* _WHAT IS REQUIRED_: Pull out every line below and reproduce each one word for word, in order.

○ ○ ○ ○ ○ ○ ○

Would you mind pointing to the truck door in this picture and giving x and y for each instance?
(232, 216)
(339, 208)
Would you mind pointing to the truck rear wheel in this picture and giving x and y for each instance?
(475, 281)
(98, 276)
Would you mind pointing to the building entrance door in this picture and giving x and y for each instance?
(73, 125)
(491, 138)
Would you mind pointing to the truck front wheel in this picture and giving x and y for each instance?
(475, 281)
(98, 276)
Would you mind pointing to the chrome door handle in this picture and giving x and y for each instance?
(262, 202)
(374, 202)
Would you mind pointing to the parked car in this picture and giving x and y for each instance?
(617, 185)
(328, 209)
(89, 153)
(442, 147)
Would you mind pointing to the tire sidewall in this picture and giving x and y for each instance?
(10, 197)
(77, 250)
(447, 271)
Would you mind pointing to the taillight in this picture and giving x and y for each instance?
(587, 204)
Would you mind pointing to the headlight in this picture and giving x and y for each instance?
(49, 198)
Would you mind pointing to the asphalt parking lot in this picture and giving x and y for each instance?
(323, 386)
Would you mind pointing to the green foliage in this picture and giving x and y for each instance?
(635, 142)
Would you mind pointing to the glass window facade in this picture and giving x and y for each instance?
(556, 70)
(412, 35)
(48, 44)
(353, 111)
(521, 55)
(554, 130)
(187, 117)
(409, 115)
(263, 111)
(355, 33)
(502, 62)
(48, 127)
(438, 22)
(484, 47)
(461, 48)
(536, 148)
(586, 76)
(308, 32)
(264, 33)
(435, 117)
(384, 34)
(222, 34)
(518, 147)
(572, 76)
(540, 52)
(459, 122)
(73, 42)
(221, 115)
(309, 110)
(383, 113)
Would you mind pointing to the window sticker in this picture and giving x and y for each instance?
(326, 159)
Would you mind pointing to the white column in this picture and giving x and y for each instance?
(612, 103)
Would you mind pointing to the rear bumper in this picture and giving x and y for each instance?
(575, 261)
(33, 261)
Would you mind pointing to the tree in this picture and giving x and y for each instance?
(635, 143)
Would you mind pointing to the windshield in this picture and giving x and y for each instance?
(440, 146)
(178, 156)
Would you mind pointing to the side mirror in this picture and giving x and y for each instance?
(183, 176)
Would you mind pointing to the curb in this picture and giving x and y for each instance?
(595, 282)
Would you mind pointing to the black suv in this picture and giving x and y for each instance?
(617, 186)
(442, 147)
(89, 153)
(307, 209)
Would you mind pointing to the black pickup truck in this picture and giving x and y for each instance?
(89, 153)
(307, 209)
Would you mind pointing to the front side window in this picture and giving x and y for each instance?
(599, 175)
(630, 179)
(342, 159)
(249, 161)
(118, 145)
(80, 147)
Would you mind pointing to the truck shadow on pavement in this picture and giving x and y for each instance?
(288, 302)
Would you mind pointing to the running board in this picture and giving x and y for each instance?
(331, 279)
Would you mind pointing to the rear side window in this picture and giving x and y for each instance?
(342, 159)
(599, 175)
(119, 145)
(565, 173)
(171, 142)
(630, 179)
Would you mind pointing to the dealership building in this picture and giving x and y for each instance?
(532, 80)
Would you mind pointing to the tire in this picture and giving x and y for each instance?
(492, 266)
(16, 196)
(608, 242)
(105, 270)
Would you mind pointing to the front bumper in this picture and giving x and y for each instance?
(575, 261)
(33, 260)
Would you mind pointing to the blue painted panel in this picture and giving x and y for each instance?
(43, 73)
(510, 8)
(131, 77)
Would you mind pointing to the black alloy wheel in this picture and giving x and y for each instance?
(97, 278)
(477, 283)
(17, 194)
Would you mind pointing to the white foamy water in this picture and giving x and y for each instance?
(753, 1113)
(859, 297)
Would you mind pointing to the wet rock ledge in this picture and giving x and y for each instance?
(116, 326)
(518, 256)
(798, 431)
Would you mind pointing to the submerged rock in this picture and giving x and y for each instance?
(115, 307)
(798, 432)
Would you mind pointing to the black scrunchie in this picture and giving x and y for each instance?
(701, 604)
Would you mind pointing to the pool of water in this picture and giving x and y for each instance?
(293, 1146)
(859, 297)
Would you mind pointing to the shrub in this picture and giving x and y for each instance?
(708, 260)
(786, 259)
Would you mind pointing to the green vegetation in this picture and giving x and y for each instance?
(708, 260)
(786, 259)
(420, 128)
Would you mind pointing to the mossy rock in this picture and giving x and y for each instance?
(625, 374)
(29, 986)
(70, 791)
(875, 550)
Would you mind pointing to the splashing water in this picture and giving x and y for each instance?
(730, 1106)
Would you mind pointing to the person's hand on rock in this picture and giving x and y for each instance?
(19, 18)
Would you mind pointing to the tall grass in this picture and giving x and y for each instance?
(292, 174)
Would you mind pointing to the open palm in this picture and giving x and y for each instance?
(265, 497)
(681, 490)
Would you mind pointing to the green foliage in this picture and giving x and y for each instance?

○ ○ ○ ○ ○ ○ ○

* _RESPONSE TO THE EXERCISE_:
Would you mind pointing to the truck door in this picture and giving x and y for each instance?
(232, 216)
(339, 208)
Would you mind pointing to the truck rear wheel in this picture and giving x and y for each instance?
(475, 281)
(98, 276)
Would you mind pointing to the building entrance door in this picture and giving x and y for each instance?
(73, 125)
(491, 138)
Would you mind pointing to the truck front wheel in this picture and giving x and y for each instance?
(475, 281)
(98, 276)
Would you mind pointing to the chrome door handle in this picture and giving x and y for each instance?
(262, 202)
(374, 202)
Would you mind pointing to the parked car in this picture and giving x and y for each instance?
(617, 185)
(328, 209)
(89, 153)
(442, 147)
Would you mind pointing to the tire sidewall in this picture and giving x and y for each instance?
(10, 197)
(77, 250)
(447, 271)
Would you mind pointing to the taillight in this picture and giving x and y for each instance?
(587, 204)
Would you mind pointing to the headlight in this picture and giving x and y for each instance?
(49, 198)
Would you mind pointing to the asphalt parking lot in this picture and giving x and y for each instance?
(323, 386)
Would you mind pointing to the green foliage in this picture and giving x and y for each instance?
(635, 142)
Would you mind pointing to the glass window facade in this picture and giving x and y for each instance?
(556, 70)
(412, 35)
(48, 44)
(353, 111)
(521, 55)
(554, 130)
(187, 117)
(409, 115)
(263, 111)
(355, 33)
(502, 62)
(48, 127)
(438, 22)
(484, 47)
(461, 48)
(536, 148)
(586, 76)
(308, 32)
(264, 33)
(435, 117)
(384, 34)
(222, 34)
(518, 147)
(572, 76)
(540, 52)
(459, 122)
(73, 42)
(221, 115)
(309, 110)
(383, 113)
Would you mind pointing to the window sticker in this picture and giving x and y for each instance?
(326, 159)
Would you mind pointing to the white column in this picture and giving x and y for each instance?
(612, 103)
Would you mind pointing to the rear bumper in this picture and giving x and y for each instance?
(575, 261)
(33, 261)
Would you mind pointing to the tree in this picture and giving x and y for each instance?
(635, 143)
Would you mind pointing to the windshield in this picture and giving x and y for each instance?
(440, 146)
(178, 156)
Would you mind pointing to the side mirror in this picture and giving x and y for each instance?
(183, 176)
Would you mind pointing to the curb in this picture and giving x and y for each instance?
(595, 282)
Would you mind pointing to the black suv in this picture and giving x and y for each instance?
(617, 186)
(442, 147)
(89, 153)
(307, 209)
Would you mind pointing to the black pickup truck in this picture and giving x and y for each instance?
(89, 153)
(307, 209)
Would you mind pointing to the front side window in this picture and giving x and y for each instance?
(599, 175)
(630, 179)
(342, 159)
(249, 161)
(118, 145)
(80, 147)
Would you mind pointing to the truck shadow on pavement in this picture and giving x and y for each instance?
(288, 302)
Would you mind pointing to the running board in this picture and giving x and y for each instance?
(331, 279)
Would you mind pointing to the rear side window in this picture and giving x and y for each instance?
(342, 159)
(599, 175)
(119, 145)
(565, 173)
(171, 142)
(630, 179)
Would you mind pointing to the dealership building in this picture and giving x and y for each instance?
(532, 80)
Would you mind pointing to the tire in this picture and giving x and y for each instance?
(492, 266)
(16, 196)
(608, 242)
(105, 270)
Would you mind pointing to the front bumper in this picture and giving x and y for each instance?
(575, 261)
(33, 260)
Would you mind pointing to the blue painted panel in this picture and giving x and y for each instance?
(43, 73)
(510, 8)
(131, 77)
Would you mind pointing to the black alloy wheel in this picture and giving x and y for each instance?
(97, 278)
(477, 283)
(17, 194)
Would you mind pointing to the white foamy water in this picture and giving x and y for each instance?
(753, 1113)
(859, 297)
Would you mind pointing to the wet rock ledge in this picture and giving x and y for each instance?
(116, 326)
(518, 256)
(798, 431)
Would you mind pointing to the submerged rock in this picture and giving x and y for each instance?
(115, 307)
(798, 432)
Would you mind pointing to the black scrunchie in this picture and giving x and y for each instance?
(701, 604)
Would you mind pointing to the pool of water in this picture and giving x and y for each instance?
(293, 1146)
(859, 297)
Would you mind pointing to the shrub in this picture and giving x and y for each instance?
(708, 260)
(786, 259)
Would you mind pointing to the green vegetation in this picture and giving x and y for each instance?
(708, 260)
(786, 259)
(420, 128)
Would you mind pointing to the mossy rock in this picture and giving x and y for each instance?
(625, 374)
(29, 986)
(70, 791)
(875, 550)
Would you mind pointing to the splashing water in this picture and giving x and y for each instance?
(730, 1106)
Would you mind pointing to the person's hand on rock in this picture and giving x and y for each instance?
(19, 18)
Would you mind pointing to the tall grass in this picture and giving x and y for each instance?
(292, 174)
Would you mind pointing to the open palm in this picture and giving x and y for each instance?
(265, 497)
(681, 490)
Would you mind pointing to the green foliage in this picture and giving x and y for each instance?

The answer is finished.